* Your goal: Copy every line of the listing below that contains the word "boat", matching its case exactly.

* Entries provided:

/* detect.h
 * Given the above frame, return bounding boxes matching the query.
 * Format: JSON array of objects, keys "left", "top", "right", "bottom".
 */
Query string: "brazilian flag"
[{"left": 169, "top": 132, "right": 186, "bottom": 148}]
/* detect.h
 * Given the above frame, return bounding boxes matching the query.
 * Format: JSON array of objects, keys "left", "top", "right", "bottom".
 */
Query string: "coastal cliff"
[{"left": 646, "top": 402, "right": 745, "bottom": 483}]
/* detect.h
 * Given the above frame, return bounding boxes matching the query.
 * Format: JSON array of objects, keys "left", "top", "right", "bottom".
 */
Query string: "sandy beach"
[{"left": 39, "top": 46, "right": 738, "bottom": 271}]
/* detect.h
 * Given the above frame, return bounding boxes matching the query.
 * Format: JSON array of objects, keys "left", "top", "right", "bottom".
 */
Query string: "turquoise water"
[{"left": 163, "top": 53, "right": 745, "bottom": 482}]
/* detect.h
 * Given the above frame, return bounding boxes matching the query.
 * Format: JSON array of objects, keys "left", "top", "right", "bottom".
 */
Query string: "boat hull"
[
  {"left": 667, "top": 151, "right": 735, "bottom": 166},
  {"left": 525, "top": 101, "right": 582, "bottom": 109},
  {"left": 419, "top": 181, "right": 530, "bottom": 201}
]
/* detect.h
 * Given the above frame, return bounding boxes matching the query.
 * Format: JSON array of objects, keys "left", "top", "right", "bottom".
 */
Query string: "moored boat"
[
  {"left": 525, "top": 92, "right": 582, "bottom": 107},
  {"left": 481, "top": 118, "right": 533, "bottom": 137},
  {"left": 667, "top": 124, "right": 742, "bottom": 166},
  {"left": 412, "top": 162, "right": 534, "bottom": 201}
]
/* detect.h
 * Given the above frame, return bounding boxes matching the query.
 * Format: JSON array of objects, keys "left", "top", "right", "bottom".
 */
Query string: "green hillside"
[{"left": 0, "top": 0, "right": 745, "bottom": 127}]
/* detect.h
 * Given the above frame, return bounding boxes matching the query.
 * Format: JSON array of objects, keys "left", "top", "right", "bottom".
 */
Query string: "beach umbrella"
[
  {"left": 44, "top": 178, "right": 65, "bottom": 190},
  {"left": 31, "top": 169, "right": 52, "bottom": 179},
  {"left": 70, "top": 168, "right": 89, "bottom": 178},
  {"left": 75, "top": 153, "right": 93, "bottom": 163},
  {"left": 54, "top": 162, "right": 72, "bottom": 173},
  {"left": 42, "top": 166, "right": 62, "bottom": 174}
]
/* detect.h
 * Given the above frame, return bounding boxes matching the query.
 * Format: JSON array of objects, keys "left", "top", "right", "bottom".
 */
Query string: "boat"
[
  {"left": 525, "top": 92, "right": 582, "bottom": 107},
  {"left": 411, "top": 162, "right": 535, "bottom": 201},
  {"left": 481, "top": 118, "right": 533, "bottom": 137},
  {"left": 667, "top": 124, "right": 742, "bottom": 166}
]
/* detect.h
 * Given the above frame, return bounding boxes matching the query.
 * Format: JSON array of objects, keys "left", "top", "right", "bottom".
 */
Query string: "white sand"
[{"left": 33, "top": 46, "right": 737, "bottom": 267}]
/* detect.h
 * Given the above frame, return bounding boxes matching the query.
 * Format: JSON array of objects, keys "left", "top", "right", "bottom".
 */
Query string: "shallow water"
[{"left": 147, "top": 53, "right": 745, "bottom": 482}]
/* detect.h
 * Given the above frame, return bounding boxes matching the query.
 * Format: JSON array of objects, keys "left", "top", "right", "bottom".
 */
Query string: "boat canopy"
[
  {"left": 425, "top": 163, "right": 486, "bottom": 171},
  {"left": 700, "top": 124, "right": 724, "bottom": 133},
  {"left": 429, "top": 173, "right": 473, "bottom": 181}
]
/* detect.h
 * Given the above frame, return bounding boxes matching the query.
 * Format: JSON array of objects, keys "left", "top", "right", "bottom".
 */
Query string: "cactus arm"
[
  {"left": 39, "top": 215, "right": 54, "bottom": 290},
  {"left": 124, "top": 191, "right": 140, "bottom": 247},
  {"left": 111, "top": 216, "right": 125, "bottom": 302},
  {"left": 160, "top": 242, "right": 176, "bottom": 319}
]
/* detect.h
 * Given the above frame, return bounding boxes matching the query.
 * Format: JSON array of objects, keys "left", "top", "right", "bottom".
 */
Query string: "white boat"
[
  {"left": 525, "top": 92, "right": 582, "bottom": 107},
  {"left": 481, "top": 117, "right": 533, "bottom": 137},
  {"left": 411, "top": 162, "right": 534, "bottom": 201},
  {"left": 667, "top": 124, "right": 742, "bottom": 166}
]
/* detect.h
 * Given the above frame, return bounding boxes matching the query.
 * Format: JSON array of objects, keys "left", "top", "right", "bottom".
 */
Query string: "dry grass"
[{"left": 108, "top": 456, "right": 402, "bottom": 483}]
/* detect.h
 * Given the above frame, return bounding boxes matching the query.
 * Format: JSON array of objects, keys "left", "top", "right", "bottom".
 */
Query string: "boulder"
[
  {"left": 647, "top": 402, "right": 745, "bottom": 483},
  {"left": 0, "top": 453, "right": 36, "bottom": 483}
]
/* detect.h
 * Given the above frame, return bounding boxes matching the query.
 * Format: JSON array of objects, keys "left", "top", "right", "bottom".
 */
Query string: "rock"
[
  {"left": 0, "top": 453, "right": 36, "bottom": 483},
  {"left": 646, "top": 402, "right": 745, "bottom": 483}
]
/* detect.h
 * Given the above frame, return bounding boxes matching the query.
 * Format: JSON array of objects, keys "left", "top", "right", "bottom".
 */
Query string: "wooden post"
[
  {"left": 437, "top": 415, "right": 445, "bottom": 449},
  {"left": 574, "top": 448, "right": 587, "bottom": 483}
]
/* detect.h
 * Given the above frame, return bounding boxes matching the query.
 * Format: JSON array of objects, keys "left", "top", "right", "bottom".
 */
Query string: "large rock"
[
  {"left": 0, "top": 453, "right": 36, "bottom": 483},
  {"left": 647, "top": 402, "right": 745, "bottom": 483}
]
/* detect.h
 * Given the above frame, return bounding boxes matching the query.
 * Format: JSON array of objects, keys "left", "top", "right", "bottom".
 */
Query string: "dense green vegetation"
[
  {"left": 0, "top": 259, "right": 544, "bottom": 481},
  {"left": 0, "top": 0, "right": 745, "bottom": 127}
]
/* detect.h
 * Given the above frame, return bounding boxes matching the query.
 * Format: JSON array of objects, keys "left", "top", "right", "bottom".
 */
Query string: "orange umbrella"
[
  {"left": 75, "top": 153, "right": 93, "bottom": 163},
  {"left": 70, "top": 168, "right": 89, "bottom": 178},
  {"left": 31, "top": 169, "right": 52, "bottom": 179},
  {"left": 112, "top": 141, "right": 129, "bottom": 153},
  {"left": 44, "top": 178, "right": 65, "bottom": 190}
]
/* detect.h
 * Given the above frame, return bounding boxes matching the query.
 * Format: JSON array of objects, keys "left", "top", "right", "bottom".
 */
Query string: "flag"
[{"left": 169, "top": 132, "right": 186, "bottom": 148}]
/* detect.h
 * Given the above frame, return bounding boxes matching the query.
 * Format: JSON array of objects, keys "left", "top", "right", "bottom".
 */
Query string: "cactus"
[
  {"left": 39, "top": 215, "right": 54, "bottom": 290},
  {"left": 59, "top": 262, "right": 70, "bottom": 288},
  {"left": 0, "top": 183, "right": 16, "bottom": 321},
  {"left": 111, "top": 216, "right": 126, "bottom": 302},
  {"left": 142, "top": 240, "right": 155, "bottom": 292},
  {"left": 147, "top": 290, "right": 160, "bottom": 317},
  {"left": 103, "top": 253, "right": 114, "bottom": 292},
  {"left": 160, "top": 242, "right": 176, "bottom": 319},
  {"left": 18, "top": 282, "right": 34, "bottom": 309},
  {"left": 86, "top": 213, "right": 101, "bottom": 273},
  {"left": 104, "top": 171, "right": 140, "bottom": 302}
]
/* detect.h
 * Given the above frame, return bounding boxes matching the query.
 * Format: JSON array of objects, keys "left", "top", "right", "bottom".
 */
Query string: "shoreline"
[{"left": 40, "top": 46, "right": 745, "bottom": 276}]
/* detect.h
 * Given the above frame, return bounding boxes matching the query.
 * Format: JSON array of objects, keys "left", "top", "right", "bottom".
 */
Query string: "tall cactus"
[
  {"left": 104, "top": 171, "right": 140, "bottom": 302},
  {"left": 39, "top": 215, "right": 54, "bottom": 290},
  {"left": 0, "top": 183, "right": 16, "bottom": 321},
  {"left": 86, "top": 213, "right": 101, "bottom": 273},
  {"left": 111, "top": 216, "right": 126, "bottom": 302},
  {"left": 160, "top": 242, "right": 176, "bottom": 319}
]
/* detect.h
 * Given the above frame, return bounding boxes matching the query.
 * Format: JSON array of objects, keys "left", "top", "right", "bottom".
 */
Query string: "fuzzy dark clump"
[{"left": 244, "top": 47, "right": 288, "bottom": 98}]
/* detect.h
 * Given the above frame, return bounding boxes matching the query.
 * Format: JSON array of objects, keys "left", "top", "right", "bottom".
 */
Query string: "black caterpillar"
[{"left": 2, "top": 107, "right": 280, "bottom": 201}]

* Final result:
Query string: "boat hull"
Query string: "moored boat"
Query string: "boat"
Query string: "boat canopy"
Query string: "white boat"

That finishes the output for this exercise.